<<<<
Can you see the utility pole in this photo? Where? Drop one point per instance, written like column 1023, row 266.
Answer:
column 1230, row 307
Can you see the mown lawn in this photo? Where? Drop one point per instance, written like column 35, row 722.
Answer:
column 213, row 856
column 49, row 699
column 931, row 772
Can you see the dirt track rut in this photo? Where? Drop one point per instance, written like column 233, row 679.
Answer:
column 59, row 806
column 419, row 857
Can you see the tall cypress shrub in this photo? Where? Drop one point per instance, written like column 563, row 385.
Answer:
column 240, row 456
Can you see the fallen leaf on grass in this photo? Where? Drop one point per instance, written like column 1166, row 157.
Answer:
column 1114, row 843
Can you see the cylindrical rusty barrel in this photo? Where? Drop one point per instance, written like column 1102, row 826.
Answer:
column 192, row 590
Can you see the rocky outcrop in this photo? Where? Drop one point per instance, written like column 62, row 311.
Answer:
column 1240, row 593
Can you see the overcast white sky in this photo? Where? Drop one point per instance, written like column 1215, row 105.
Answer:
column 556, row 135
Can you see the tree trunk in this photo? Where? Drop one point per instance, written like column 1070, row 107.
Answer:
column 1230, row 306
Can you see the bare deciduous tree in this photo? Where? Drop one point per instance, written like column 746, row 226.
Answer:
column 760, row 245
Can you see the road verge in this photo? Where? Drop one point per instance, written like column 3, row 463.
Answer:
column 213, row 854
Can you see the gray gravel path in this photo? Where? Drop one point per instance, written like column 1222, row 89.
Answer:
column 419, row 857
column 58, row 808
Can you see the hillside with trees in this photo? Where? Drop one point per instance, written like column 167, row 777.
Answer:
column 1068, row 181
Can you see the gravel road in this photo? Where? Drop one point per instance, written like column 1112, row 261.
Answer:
>>>>
** Problem to work on **
Where a line of the material holds the word "gravel", copy that line.

** Reply to the exercise **
Can you see the gray gravel path in this photo? Where? Drop one point per instance, written like column 1222, row 89.
Can you see the gravel road in this photo? Where? Drop one point per instance, written like column 1112, row 261.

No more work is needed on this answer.